WHAT YOU ARE ASKED TO DO: Which lines in the records below contain the word "clicks"? Report each of those lines in full.

INPUT:
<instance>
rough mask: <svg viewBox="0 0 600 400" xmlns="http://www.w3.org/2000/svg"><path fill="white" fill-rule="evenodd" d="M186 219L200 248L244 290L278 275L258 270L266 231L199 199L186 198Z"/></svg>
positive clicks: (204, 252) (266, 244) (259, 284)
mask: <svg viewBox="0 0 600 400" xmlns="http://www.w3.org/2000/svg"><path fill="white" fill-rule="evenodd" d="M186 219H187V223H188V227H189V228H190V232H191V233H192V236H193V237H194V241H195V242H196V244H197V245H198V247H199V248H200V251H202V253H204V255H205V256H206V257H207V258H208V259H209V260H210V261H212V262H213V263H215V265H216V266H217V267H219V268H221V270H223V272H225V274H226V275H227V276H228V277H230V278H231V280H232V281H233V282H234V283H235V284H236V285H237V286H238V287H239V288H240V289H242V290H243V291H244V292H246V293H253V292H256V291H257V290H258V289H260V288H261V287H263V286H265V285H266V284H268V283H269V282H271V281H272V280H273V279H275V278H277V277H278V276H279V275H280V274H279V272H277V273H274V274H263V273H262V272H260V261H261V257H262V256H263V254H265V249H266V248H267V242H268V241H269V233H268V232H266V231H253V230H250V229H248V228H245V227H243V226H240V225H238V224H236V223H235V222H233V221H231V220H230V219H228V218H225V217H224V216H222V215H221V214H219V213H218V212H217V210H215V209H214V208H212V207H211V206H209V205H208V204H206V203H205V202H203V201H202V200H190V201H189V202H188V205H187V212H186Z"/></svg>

* * *

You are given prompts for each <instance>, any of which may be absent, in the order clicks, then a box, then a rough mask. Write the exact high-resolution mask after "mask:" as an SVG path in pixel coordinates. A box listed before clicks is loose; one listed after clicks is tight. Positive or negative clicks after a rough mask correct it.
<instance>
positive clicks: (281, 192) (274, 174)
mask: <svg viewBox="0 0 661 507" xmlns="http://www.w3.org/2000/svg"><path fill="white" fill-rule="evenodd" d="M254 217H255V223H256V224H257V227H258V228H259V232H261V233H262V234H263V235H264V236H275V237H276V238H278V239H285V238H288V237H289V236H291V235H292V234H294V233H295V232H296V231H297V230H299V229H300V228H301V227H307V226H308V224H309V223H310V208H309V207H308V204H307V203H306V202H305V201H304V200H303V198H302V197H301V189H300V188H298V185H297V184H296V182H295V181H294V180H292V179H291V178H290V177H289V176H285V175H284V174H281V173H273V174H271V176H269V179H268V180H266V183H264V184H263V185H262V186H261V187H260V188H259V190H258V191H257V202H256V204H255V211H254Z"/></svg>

EXERCISE SOLUTION:
positive clicks: (204, 252) (266, 244) (259, 284)
You are given prompts for each <instance>, any of which may be absent, in the order clicks, then a box, then a rough mask. Write the exact high-resolution mask after "mask:" as an SVG path in pixel coordinates. A box listed before clicks is loose; one listed after clicks is tight. Positive or negative clicks after a rough mask correct it.
positive clicks: (281, 192) (274, 174)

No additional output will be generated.